WHAT TO WORK ON
Write out, word for word, the passage of the library wish list below that starts at "I fell asleep" and ends after "our favorite character.".

EXTRACT
=== Section Start ===

December 26, 2019 - Wish List

I fell asleep watching a holiday movie the other night, and when I awoke, I had started making a list, not of who had been naughty or nice, but of things I would ask Santa for if I got the chance. I shared the start of this list with some friends of mine who also work in libraries. With their help and the help of the spirit of Christmas (And okay, there may have been other spirits involved as well. But really, we were just drinking egg nog.)this is what we came up with.

Dear Santa,

We have all been extremely good this year. We would like you to seriously consider granting the following wishes.

We wish:

  • That the eagerly awaited new book by our favorite author is published early.

  • That our favorite author doesn’t die before we do, not that his/her style changes, nor that they become senile and start writing drivel.

  • That our favorite author doesn’t kill off our favorite character.

  • That best-selling books had literary merit (only occasionally) and that some might actually stand the test of time.

  • That the publishing houses still employed editors.

  • That the publishing houses still employed proofreaders.

  • That prize-winning books had obvious merit to us mere mortals and not only the panel that chose the book as winner (Please explain some of the Newberry and Caldecott award winners to me.)

  • That, as the mystic, Indian, library philosopher / theoretician, Ranganathan stated – “Every Reader his book” -- that every library patron finds something in our library that meets their needs.

  • And that as /Ranganathan also stated, “Every Book its Reader” – that every book on the shelves finds someone interested in reading it.

  • That courtesy and civility were strapped on by employees and patrons as they entered the library and that they continued to wear them as they returned to the community.

  • That no new subject headings with “War” and/ or “Conflict” following geographic locations do not need to be created.

  • That no new subject headings for diseases like AIDS, and SARS don’t need to be created.

  • That books were checked out for exactly the amount of time it takes for you to read it (even if your Aunt Trudy unexpectedly arrived from Cleveland for a two week visit and you won’t have a minute to read.).

  • That magically, there were enough copies of best-sellers so that no one had to wait, or only had to wait long enough to appreciate getting the book, but not long enough to be frustrated.

  • That books were always returned on time so fines didn’t have to be charged.

  • That society was such that people came to the library only for books and other library materials, and not to get warm in the winter or to cool off in the summer.

  • That society was such that libraries didn’t have to provide safe harbor for children that would otherwise be going home to empty houses after school and during school breaks.

  • That there were enough computers for everyone or that one would open up the very minute that you thought you needed it.

  • That all the diverse points of view in the world, country, state - what have you- could be expressed in the materials on the shelves and not offend anyone.

=== Section End ===

ENTRIES SUPPLIED
=== Section Start ===

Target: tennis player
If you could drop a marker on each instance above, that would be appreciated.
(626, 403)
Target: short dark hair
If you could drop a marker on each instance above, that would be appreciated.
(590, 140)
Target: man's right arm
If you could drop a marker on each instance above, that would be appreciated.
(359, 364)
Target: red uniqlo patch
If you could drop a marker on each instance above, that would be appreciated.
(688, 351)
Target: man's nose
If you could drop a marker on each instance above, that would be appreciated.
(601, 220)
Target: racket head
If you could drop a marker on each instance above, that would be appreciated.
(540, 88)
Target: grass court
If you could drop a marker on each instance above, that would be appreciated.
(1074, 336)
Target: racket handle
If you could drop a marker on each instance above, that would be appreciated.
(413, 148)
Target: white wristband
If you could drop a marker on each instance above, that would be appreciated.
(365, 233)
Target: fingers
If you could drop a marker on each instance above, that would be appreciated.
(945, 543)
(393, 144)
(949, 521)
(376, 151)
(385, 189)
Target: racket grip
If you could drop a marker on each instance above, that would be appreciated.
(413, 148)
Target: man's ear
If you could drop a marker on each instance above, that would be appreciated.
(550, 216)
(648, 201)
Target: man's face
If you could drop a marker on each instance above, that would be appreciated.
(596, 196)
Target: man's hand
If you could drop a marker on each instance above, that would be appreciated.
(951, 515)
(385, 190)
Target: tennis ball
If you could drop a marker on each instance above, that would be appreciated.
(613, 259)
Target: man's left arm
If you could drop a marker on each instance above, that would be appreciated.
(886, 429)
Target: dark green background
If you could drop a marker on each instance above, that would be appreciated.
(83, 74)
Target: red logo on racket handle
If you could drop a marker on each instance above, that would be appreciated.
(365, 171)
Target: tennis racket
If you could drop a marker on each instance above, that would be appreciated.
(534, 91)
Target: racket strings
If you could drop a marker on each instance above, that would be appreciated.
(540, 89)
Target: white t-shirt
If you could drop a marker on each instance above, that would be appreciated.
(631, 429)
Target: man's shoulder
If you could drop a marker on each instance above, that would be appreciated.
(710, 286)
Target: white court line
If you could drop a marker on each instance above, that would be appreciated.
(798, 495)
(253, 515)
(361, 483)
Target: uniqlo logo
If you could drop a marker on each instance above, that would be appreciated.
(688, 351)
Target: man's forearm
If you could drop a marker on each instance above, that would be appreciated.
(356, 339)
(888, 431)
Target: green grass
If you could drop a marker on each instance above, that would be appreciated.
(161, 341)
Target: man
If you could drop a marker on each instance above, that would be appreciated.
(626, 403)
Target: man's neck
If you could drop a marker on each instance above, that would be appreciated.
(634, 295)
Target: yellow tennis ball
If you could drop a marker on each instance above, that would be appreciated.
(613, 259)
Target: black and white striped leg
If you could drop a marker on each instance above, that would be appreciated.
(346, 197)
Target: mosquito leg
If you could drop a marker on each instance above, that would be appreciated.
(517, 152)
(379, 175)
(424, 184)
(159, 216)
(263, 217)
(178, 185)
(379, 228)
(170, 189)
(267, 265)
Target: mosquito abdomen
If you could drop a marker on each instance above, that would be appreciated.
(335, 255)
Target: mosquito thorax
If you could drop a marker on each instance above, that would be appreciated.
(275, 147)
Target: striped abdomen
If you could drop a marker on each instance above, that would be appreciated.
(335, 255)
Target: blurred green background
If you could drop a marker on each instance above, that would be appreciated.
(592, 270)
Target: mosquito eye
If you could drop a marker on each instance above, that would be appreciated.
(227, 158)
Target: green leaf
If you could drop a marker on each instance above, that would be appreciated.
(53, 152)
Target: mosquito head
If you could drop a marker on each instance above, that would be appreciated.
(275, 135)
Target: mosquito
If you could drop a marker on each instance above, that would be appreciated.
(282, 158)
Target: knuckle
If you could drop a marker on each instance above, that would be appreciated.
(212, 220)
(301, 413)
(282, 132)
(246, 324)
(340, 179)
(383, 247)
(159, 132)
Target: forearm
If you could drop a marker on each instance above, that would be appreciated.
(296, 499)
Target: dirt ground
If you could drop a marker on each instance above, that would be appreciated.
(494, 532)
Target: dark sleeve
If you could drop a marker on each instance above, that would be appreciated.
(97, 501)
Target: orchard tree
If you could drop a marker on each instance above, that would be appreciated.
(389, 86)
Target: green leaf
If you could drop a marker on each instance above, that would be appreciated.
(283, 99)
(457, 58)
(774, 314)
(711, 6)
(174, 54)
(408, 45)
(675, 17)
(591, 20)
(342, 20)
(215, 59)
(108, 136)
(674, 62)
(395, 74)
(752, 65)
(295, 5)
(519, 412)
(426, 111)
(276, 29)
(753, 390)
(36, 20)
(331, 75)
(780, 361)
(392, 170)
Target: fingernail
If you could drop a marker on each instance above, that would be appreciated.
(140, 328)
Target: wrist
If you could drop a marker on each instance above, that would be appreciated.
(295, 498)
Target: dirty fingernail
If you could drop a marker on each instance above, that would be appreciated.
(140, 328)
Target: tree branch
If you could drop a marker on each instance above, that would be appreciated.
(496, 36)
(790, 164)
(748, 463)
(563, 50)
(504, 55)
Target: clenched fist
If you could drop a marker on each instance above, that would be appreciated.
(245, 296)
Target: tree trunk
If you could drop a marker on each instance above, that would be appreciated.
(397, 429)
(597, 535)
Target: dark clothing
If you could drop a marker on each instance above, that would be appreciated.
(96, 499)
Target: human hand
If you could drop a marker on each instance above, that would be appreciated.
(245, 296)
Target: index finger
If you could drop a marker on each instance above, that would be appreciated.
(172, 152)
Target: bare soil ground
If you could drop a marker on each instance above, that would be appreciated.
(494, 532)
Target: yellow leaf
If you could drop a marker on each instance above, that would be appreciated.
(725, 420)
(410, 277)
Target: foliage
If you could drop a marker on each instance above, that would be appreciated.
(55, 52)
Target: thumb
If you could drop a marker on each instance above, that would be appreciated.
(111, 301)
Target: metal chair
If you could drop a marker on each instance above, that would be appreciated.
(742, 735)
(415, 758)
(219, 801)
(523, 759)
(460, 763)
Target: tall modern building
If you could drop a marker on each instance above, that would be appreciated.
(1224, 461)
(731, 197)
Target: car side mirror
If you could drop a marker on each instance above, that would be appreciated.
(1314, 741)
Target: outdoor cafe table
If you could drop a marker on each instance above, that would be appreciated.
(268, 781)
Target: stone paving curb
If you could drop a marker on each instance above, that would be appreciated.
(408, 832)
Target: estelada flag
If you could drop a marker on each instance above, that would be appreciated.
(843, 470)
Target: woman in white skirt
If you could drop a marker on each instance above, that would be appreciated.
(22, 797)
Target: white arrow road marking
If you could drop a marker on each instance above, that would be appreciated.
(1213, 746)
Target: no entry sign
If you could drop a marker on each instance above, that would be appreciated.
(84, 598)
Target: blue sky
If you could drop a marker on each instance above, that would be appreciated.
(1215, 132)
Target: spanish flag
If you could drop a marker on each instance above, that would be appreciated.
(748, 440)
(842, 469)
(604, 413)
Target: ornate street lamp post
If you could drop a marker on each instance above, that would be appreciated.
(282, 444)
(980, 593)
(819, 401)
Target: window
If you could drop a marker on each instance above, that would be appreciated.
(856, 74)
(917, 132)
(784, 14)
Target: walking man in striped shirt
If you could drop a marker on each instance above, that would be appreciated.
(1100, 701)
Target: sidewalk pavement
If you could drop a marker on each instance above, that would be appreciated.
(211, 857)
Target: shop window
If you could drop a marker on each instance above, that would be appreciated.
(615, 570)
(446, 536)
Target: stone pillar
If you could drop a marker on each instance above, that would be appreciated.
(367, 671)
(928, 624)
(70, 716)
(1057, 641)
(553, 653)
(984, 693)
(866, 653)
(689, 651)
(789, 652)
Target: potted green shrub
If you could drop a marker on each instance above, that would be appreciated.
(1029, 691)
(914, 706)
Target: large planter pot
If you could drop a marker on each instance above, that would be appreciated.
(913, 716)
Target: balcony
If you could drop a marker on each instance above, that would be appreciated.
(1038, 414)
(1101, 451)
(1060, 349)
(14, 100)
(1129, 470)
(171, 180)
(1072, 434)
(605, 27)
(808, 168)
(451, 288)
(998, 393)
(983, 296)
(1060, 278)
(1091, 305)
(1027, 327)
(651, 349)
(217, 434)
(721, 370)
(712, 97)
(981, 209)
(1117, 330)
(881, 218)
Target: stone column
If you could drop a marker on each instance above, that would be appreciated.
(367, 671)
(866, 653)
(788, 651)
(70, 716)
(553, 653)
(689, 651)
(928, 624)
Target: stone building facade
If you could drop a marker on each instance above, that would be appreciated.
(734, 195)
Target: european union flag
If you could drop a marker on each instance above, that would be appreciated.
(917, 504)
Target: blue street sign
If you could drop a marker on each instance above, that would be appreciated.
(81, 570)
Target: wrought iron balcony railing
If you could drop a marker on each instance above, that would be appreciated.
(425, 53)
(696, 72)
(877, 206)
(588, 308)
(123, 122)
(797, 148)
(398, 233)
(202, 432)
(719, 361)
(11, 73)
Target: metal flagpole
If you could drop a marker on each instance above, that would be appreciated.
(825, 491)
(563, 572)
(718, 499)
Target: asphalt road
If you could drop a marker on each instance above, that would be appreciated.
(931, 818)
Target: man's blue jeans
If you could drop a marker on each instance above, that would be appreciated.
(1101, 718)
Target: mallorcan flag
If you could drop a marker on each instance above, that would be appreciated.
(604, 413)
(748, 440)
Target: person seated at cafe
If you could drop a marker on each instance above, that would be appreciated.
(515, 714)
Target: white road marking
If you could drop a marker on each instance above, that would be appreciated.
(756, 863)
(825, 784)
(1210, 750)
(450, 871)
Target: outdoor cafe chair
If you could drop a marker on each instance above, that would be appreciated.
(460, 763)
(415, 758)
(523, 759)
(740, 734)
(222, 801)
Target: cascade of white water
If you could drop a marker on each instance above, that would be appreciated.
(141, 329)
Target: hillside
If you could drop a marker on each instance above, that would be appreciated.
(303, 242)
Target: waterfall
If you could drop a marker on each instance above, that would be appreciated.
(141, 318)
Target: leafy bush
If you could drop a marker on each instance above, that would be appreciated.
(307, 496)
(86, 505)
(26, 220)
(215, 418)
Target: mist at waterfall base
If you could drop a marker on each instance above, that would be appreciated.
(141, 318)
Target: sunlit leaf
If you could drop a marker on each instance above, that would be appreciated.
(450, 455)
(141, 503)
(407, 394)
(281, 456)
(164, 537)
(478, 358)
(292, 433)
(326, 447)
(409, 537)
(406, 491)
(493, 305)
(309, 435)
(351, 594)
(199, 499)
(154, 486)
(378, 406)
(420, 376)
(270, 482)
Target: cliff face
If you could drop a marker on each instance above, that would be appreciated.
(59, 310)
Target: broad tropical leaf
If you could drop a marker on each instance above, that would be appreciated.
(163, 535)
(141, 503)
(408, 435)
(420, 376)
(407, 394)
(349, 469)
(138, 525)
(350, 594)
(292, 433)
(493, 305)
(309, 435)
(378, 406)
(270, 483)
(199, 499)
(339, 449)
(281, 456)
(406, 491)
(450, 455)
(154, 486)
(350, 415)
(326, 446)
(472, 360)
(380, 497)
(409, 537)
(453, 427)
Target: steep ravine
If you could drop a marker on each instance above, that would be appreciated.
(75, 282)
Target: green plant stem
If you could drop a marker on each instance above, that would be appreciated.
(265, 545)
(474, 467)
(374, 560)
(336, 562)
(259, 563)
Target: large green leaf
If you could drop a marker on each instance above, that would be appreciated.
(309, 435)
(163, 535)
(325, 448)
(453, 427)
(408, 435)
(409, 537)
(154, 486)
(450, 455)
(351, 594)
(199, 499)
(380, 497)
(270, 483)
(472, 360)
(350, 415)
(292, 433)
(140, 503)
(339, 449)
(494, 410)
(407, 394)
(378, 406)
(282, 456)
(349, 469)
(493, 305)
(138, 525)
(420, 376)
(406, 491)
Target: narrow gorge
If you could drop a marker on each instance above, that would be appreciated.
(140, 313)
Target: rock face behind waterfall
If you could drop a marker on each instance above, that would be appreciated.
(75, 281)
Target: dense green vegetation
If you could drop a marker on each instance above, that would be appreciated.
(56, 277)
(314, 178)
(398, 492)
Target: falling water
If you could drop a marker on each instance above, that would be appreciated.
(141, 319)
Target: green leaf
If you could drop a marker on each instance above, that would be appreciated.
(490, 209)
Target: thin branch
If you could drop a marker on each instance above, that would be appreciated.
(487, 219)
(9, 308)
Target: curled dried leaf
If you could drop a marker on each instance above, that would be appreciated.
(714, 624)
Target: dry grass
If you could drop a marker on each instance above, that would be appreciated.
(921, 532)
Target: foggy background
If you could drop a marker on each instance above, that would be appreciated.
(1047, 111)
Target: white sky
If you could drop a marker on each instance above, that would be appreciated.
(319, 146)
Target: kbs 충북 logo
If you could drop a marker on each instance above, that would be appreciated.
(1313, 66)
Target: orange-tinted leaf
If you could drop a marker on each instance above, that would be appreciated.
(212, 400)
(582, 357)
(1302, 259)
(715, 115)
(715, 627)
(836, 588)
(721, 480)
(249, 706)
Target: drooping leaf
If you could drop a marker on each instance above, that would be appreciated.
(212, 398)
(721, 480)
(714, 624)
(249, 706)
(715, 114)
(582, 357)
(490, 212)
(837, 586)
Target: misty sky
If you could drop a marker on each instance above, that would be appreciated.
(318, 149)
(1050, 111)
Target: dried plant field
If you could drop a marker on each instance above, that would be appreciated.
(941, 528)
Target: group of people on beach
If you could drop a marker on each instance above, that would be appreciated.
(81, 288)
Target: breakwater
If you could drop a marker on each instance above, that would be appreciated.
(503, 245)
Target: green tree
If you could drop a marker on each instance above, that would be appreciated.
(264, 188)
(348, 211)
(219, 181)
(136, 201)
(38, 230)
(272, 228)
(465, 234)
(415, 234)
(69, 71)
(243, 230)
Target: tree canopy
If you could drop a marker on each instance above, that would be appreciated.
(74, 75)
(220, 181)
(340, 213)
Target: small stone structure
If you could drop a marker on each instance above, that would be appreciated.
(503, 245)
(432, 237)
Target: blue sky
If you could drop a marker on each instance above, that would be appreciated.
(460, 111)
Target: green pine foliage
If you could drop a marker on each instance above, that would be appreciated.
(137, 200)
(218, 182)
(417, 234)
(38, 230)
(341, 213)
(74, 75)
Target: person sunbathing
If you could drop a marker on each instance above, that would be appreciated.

=== Section End ===

RESULT OF THIS EXERCISE
I fell asleep watching a holiday movie the other night, and when I awoke, I had started making a list, not of who had been naughty or nice, but of things I would ask Santa for if I got the chance. I shared the start of this list with some friends of mine who also work in libraries. With their help and the help of the spirit of Christmas (And okay, there may have been other spirits involved as well. But really, we were just drinking egg nog.)this is what we came up with.

Dear Santa,

We have all been extremely good this year. We would like you to seriously consider granting the following wishes.

We wish:

  • That the eagerly awaited new book by our favorite author is published early.

  • That our favorite author doesn’t die before we do, not that his/her style changes, nor that they become senile and start writing drivel.

  • That our favorite author doesn’t kill off our favorite character.